Extract to read ::
[Begin]
Can anyone list some steps please? Thanks
we can use a simple method called tabular formula how?
just find which is easy to differentiate here x^2 or e^2x
of course it will be x^2 because as we differentiate x^2 many times it will reach zero at the end
but e^2x won't
so as a result we use a method called tabular formula
this method works that u differentiate the term which it will reach zero at the end and other one integrate it
line a line b
1- (x^2)-4 e^2x
2- 2x 1/2*e^2x
3- 2 1/4*e^2x
4- 0 1/8*e^2x
this method tell us to take the first term in the line (the one we differentiate) times the integrated part in the second line
so it will be (x^2-4)*1/2*(e^2x)
[End]
Given entries ::
[Begin]
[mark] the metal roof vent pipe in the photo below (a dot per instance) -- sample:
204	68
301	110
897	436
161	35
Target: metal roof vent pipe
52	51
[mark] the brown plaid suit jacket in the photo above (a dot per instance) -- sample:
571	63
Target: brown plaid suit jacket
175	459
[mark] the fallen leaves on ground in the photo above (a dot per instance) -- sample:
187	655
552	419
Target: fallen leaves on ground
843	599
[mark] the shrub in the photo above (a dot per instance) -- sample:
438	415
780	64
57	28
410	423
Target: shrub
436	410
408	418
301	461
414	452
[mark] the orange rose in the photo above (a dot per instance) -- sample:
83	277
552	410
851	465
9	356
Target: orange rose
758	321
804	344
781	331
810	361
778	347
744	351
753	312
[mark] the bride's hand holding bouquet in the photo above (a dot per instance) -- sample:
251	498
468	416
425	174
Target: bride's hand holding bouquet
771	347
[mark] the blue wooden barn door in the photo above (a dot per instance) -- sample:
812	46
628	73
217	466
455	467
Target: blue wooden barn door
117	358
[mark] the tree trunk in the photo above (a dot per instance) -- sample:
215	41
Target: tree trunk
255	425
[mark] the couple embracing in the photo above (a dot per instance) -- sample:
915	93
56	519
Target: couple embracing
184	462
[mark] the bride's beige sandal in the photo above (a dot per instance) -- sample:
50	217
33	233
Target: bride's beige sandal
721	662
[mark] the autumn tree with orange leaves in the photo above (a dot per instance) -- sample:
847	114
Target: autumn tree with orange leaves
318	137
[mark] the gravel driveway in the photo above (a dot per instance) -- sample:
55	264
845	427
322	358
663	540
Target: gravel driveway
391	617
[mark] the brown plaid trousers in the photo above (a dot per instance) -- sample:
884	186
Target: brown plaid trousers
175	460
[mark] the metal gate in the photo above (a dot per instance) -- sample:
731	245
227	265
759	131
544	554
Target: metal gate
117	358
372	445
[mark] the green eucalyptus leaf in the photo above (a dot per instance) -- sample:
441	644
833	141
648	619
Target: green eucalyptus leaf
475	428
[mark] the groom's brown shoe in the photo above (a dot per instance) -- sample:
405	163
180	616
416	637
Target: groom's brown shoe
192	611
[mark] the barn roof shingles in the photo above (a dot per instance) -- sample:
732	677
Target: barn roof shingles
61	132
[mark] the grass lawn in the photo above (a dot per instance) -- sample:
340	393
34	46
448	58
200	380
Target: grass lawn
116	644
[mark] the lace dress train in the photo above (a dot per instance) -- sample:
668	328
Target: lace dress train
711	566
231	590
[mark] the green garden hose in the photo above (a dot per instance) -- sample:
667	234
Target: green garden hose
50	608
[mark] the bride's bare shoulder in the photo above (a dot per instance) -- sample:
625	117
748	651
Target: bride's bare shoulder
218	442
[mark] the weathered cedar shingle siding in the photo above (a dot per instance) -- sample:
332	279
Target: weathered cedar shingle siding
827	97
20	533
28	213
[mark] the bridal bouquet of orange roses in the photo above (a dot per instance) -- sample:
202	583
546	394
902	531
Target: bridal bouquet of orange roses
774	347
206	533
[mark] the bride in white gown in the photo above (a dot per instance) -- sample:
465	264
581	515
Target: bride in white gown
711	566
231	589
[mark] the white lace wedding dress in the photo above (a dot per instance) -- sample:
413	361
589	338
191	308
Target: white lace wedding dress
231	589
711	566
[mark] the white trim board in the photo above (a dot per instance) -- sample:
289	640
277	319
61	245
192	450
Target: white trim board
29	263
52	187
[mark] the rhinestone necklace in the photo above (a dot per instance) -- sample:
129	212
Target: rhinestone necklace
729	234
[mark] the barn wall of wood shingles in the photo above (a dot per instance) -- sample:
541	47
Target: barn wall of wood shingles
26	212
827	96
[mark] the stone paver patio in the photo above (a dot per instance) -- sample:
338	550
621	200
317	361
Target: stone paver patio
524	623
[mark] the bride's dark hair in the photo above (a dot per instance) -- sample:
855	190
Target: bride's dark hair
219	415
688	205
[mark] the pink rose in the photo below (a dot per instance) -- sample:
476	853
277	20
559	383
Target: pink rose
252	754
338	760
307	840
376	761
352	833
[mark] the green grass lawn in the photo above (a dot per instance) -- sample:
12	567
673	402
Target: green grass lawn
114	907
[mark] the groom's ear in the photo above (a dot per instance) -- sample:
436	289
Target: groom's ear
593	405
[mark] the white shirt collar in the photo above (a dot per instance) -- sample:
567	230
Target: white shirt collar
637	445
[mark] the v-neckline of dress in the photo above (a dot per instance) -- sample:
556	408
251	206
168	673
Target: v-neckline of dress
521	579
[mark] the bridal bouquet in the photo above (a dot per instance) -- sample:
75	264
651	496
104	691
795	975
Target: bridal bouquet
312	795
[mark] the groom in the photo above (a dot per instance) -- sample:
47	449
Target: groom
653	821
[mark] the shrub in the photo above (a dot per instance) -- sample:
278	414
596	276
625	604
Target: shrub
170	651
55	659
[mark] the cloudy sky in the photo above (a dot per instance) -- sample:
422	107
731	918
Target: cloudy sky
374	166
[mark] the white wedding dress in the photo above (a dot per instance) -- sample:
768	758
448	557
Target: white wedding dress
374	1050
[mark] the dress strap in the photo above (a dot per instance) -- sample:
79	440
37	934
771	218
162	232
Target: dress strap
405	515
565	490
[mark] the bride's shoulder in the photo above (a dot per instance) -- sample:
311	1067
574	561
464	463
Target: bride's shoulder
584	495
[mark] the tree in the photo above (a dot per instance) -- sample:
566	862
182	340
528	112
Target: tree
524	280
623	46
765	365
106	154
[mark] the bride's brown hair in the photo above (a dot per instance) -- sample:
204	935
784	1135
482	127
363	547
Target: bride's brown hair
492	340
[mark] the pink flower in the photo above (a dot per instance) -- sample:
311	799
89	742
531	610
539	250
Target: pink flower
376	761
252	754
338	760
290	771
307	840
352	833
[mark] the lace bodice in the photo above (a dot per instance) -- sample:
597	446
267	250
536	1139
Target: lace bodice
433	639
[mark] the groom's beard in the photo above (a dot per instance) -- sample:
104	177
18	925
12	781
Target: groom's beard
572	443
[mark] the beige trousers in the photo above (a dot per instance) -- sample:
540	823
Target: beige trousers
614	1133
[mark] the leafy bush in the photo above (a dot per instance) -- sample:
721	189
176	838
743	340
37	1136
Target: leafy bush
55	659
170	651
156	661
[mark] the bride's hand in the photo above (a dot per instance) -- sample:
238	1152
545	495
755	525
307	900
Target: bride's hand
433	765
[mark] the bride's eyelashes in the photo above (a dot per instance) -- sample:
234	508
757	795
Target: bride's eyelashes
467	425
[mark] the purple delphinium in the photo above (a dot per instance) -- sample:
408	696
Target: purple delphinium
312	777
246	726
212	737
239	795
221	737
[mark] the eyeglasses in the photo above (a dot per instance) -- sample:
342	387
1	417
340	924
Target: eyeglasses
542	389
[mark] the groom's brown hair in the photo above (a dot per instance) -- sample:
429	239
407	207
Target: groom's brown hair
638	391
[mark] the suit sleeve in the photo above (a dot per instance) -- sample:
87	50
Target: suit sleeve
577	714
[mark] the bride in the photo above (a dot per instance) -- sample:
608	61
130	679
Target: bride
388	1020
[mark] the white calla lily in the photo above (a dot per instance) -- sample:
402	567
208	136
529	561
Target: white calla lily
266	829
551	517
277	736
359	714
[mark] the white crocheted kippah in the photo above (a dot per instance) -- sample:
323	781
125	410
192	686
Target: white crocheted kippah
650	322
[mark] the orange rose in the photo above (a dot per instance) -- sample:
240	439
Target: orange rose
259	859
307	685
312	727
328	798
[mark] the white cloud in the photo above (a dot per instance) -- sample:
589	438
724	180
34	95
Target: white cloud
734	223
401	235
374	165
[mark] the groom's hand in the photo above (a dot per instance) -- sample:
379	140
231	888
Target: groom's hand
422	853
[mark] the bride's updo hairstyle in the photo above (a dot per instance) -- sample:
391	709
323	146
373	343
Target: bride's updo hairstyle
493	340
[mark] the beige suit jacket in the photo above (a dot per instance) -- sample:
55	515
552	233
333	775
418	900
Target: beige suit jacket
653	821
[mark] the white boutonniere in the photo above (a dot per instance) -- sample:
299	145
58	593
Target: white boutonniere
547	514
[End]
Direction A ::
In the integration thread, shorten the paragraph beginning "this method works that u differentiate" into a two-item list that keeps its main facts.
Direction B ::
List every entry in line b of the table in the integration thread.
Direction C ::
According to the integration thread, why is x^2 the term to differentiate rather than e^2x?

Reply A ::
- Differentiate the term that will reach zero in the end.
- Integrate the other term.

Reply B ::
- e^2x
- 1/2*e^2x
- 1/4*e^2x
- 1/8*e^2x

Reply C ::
Differentiating x^2 many times eventually reaches zero, but e^2x won't.